■ Exercise aim
Your reply should contain every record, restated word for word.

■ Given records
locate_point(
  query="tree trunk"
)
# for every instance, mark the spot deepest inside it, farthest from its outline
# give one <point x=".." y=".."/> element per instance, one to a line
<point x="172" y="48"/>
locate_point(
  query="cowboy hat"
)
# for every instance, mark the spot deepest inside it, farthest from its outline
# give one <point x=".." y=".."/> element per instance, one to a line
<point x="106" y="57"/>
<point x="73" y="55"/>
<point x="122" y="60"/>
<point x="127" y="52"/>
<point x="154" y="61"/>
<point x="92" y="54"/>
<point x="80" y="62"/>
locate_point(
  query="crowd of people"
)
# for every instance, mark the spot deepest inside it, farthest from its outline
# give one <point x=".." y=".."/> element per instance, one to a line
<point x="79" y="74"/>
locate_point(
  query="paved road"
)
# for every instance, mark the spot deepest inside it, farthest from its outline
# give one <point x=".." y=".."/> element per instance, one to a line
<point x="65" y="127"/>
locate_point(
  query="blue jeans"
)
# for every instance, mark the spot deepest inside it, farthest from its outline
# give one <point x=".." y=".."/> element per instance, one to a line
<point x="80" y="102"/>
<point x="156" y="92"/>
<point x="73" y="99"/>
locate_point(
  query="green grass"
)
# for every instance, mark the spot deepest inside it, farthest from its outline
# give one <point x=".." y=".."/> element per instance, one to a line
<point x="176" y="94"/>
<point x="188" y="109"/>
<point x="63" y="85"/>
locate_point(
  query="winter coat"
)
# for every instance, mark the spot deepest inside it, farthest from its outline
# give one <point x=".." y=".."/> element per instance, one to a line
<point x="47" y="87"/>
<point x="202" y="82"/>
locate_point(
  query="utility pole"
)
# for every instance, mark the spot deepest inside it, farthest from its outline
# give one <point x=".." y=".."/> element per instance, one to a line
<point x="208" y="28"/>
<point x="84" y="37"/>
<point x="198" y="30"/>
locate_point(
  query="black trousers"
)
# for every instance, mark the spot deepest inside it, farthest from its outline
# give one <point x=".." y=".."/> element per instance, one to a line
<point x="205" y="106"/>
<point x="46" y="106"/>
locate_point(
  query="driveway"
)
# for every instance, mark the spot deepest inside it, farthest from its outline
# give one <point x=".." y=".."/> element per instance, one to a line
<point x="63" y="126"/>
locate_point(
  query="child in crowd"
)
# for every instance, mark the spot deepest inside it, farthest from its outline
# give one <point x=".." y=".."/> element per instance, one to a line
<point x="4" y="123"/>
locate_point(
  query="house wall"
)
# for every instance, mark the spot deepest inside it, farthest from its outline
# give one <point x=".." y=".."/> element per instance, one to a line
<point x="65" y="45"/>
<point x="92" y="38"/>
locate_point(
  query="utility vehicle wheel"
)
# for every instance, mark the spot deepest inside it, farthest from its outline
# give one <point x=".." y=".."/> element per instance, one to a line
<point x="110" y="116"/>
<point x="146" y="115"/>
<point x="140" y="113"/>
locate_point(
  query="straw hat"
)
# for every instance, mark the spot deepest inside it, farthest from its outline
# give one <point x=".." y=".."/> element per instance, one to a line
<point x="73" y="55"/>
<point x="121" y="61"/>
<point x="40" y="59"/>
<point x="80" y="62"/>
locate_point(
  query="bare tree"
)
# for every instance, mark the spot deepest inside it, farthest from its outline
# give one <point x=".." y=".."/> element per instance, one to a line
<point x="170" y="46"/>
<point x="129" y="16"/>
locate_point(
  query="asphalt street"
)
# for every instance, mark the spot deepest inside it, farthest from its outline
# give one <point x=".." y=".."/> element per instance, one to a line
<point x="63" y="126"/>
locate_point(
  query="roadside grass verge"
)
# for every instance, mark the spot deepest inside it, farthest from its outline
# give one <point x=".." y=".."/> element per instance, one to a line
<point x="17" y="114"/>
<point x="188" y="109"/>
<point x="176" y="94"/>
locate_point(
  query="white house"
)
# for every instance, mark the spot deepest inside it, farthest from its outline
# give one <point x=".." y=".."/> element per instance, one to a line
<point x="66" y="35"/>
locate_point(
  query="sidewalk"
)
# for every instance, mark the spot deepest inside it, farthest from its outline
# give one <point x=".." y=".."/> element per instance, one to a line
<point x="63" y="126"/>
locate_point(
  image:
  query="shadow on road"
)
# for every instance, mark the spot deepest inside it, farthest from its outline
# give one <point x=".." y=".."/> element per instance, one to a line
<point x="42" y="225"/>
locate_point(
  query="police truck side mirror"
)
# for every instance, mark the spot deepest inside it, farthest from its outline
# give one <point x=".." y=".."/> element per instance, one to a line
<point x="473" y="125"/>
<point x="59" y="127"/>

■ Written solution
locate_point(
  query="tree trunk"
)
# for every instance, mark the spot deepest inside it, farthest from its outline
# give one <point x=".." y=".."/> element per instance, one to a line
<point x="172" y="48"/>
locate_point(
  query="cowboy hat"
)
# for every instance, mark the spot deepest inside it, farthest from its outline
# give one <point x=".." y=".."/> element per instance, one to a line
<point x="106" y="57"/>
<point x="73" y="55"/>
<point x="122" y="60"/>
<point x="127" y="52"/>
<point x="154" y="61"/>
<point x="92" y="54"/>
<point x="80" y="62"/>
locate_point(
  query="crowd of people"
)
# for every instance, mark the spot deepest inside it, farthest from its outline
# give one <point x=".." y=".."/> element per instance, one to a line
<point x="79" y="74"/>
locate_point(
  query="paved road"
)
# for every instance, mark the spot deepest inside it, farthest from its outline
# give one <point x=".." y=".."/> element per instance, one to a line
<point x="65" y="127"/>
locate_point(
  query="blue jeans"
)
# for every instance, mark the spot deepest inside it, farthest from its outline
# give one <point x=".." y=".."/> element per instance, one to a line
<point x="80" y="102"/>
<point x="156" y="92"/>
<point x="73" y="99"/>
locate_point(
  query="green grass"
)
# for every instance, mark the spot deepest inside it, farthest from its outline
# give one <point x=".." y=".."/> element per instance, one to a line
<point x="176" y="94"/>
<point x="188" y="109"/>
<point x="63" y="85"/>
locate_point(
  query="winter coat"
)
# for every instance, mark the spot deepest inside it, farthest from its outline
# give one <point x=".." y=".."/> element per instance, one to a line
<point x="47" y="87"/>
<point x="202" y="82"/>
locate_point(
  query="utility pole"
)
# for every instance, mark the spot deepest inside it, farthest from its outline
# give one <point x=".." y=".."/> element per instance, one to a line
<point x="208" y="28"/>
<point x="84" y="37"/>
<point x="198" y="30"/>
locate_point(
  query="black trousers"
)
# for every instance, mark the spot deepest inside it, farthest from its outline
# give one <point x=".." y=".."/> element per instance, one to a line
<point x="205" y="106"/>
<point x="46" y="106"/>
locate_point(
  query="driveway"
)
# for every instance, mark the spot deepest inside it, farthest from its outline
# give one <point x=".." y=".."/> element per instance, one to a line
<point x="63" y="126"/>
locate_point(
  query="child in crowd"
)
# for every instance, mark the spot deepest inside it, farthest from its outline
# give one <point x=".." y=".."/> element per instance, one to a line
<point x="4" y="123"/>
locate_point(
  query="house wall"
)
# for every instance, mark the spot deepest inside it, farthest from its outline
# give one <point x=".." y=".."/> element per instance, one to a line
<point x="65" y="45"/>
<point x="92" y="38"/>
locate_point(
  query="utility vehicle wheel"
)
# for every instance, mark the spot deepest inside it, farthest from its outline
# give one <point x=".." y=".."/> element per instance, one to a line
<point x="110" y="116"/>
<point x="146" y="115"/>
<point x="140" y="113"/>
locate_point(
  query="straw hat"
)
# for every instance, mark the spot deepest inside it, farthest from its outline
# give one <point x=".." y=".."/> element per instance, one to a line
<point x="73" y="55"/>
<point x="121" y="61"/>
<point x="40" y="59"/>
<point x="80" y="62"/>
locate_point(
  query="bare tree"
)
# for every instance, mark the spot deepest inside it, farthest from its outline
# give one <point x=".." y=".."/> element per instance, one to a line
<point x="170" y="46"/>
<point x="129" y="16"/>
locate_point(
  query="asphalt street"
)
# for every instance, mark the spot deepest inside it, farthest from its outline
# give one <point x=".." y=".."/> element per instance, one to a line
<point x="63" y="126"/>
locate_point(
  query="roadside grass verge"
)
# for every instance, mark the spot deepest inside it, farthest from its outline
# give one <point x=".." y=".."/> element per instance, one to a line
<point x="17" y="114"/>
<point x="188" y="109"/>
<point x="176" y="94"/>
locate_point(
  query="white house"
)
# for every instance, mark the spot deepest inside it, farthest from its outline
# give one <point x=".." y=".."/> element per instance, one to a line
<point x="66" y="35"/>
locate_point(
  query="sidewalk"
)
# for every instance, mark the spot deepest inside it, farthest from its outline
# give one <point x=".." y=".."/> element per instance, one to a line
<point x="63" y="126"/>
locate_point(
  image:
  query="shadow on road"
)
# for every instance, mark the spot deepest inside it, farthest from its outline
# give one <point x=".." y=".."/> element per instance, one to a line
<point x="42" y="225"/>
locate_point(
  query="police truck side mirror"
)
# for every instance, mark the spot deepest inside it, farthest from its outline
# give one <point x=".." y=".."/> element per instance, one to a line
<point x="473" y="125"/>
<point x="59" y="127"/>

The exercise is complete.